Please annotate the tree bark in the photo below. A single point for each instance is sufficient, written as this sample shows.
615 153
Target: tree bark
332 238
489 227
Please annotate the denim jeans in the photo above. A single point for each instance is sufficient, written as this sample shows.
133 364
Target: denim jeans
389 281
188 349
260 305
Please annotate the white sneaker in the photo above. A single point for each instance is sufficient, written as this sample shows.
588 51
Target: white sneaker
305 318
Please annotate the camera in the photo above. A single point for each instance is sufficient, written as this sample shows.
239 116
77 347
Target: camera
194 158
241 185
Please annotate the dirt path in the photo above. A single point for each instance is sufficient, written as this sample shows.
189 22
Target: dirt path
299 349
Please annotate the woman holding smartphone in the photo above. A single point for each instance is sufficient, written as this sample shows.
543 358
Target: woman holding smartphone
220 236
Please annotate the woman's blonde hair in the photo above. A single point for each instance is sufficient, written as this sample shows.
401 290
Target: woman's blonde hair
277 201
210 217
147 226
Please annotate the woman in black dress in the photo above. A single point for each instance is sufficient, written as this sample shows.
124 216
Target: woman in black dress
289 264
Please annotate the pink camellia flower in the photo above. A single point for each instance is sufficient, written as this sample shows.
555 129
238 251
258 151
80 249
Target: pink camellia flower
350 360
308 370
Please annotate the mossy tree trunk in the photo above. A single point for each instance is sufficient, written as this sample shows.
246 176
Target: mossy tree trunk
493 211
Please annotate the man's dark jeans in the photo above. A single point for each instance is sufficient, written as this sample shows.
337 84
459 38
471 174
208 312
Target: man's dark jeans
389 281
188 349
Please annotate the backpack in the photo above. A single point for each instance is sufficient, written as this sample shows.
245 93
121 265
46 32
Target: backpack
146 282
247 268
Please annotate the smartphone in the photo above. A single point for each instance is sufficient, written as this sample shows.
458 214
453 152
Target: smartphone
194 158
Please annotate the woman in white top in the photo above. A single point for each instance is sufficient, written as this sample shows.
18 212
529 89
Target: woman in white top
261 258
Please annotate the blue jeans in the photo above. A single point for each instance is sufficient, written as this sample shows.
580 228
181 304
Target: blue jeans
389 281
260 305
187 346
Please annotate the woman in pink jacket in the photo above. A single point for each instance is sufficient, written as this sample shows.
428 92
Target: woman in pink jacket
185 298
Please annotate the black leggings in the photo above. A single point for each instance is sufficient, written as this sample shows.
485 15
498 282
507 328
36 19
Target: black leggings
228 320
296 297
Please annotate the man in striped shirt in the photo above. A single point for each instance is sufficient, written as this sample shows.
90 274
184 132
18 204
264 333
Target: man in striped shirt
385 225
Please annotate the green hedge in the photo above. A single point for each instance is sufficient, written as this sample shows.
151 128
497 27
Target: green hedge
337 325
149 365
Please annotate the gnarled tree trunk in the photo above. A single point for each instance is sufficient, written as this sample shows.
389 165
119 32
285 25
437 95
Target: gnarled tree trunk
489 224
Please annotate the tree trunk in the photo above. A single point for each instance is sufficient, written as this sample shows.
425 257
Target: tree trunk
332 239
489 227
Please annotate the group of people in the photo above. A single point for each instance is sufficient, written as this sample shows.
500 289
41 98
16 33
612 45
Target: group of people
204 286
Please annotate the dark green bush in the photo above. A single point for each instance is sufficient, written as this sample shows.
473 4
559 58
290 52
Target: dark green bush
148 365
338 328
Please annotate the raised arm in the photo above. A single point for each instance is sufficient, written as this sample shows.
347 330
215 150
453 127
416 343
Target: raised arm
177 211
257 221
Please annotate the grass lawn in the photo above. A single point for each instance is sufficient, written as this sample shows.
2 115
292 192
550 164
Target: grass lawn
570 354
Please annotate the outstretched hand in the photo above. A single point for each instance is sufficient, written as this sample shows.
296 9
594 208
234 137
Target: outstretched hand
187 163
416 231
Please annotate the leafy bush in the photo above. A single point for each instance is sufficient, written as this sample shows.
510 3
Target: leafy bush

● **TASK PROMPT**
Reproduce each record exactly as it appears.

● **WRITTEN SOLUTION**
Please annotate the tree bark in the photo below. A single point for each instance is sufficient, written as this sample shows.
615 153
Target: tree bark
332 238
489 227
Please annotate the denim jeans in the photo above. A single point for each instance is sufficient, written as this sample shows.
133 364
Target: denim jeans
389 281
188 349
260 305
Please annotate the white sneaker in the photo above. A single point for each instance is sufficient, written as this sample shows.
588 51
Target: white sneaker
305 318
Please annotate the camera in the photo above. A single point for each instance is sufficient, written as this sample shows.
239 116
77 347
Target: camera
194 158
241 185
Please annotate the dirt path in the photo above. A single point for each instance is sufficient, written as this sample shows.
189 22
Target: dirt path
299 349
Please annotate the woman holding smartphone in the photo above. A single point for each instance is sufficient, written as this sample shows.
543 358
Target: woman holding smartphone
220 236
Please annotate the woman's blonde hair in the photo above. A single point for each instance is sufficient, written as this sample shows.
401 290
Target: woman's blonde hair
277 201
210 217
147 226
Please annotate the woman in black dress in the photo above. A single point for each instance is sufficient, written as this sample shows.
124 216
Target: woman in black dress
289 264
Please annotate the pink camellia flower in the photo above. A single point for each instance is sufficient, written as this sample shows.
555 129
238 251
258 151
80 249
Target: pink camellia flower
350 360
308 370
Please annotate the mossy tree trunk in the photo above. A single point for each instance is sufficient, written as this sample shows.
246 176
Target: mossy tree trunk
493 211
Please annotate the man's dark jeans in the photo above. A single point for each instance is sufficient, written as this sample shows.
337 84
459 38
471 174
208 312
Target: man's dark jeans
389 281
188 349
Please annotate the backpack in the photo above. A single point for each instance is sufficient, written as this sample shows.
245 93
121 265
46 32
Target: backpack
146 282
247 268
Please annotate the smartphone in the photo above. A single point for each instance is sufficient, written as this sample shows.
458 214
453 152
Target: smartphone
194 158
Please annotate the woman in white top in the photo above. A single point for each instance is sufficient, written as this sample shows.
18 212
529 89
Target: woman in white top
261 258
Please annotate the blue jeans in the photo above. A single point for each instance is sufficient, written as this sample shows.
580 228
181 304
Target: blue jeans
389 281
260 305
187 346
Please annotate the woman in pink jacket in the photo above. A single point for each instance is sufficient, written as this sample shows.
428 92
Target: woman in pink jacket
185 298
Please annotate the black leggings in the photo above. A single point for each instance is sufficient, written as this sample shows.
485 15
498 282
507 328
36 19
Target: black leggings
228 320
296 297
Please annotate the man in striped shirt in the photo above. A single point for each instance is sufficient, written as this sample shows.
90 274
184 132
18 204
264 333
Target: man in striped shirt
385 225
Please annotate the green hedge in the photo above. A single point for each instance is sufficient, written as this sample shows.
151 128
497 27
Target: green hedge
337 325
149 365
Please annotate the gnarled tree trunk in the photo above. A single point for each instance is sufficient, written as this sample shows.
389 165
119 32
285 25
437 95
Target: gnarled tree trunk
489 224
Please annotate the tree trunk in the photo above. A single point for each instance is sufficient, written as this sample shows.
425 257
Target: tree trunk
332 239
489 227
Please annotate the group of people in the photo above. A single point for each instance is sufficient, written as this sample shows.
500 289
41 98
16 33
612 45
Target: group of people
204 286
Please annotate the dark green bush in the photo above. A single point for each instance is sufficient, written as this sample shows.
473 4
559 58
290 52
Target: dark green bush
148 365
338 328
Please annotate the raised arm in the photo above. A single point for each instance is sufficient, written as this sample shows.
347 330
215 150
453 127
416 343
Target: raised arm
177 211
257 221
Please annotate the grass lawn in the photo above. A single point for each instance is sufficient, written as this sample shows.
2 115
292 192
550 164
Target: grass lawn
570 354
Please annotate the outstretched hand in the photo above. A single point for each instance is sufficient, written as this sample shows.
296 9
594 208
234 137
Target: outstretched hand
187 163
416 231
Please annotate the leafy bush in the photo above. A single point for each instance is sufficient, written as this sample shows.
510 3
Target: leafy bush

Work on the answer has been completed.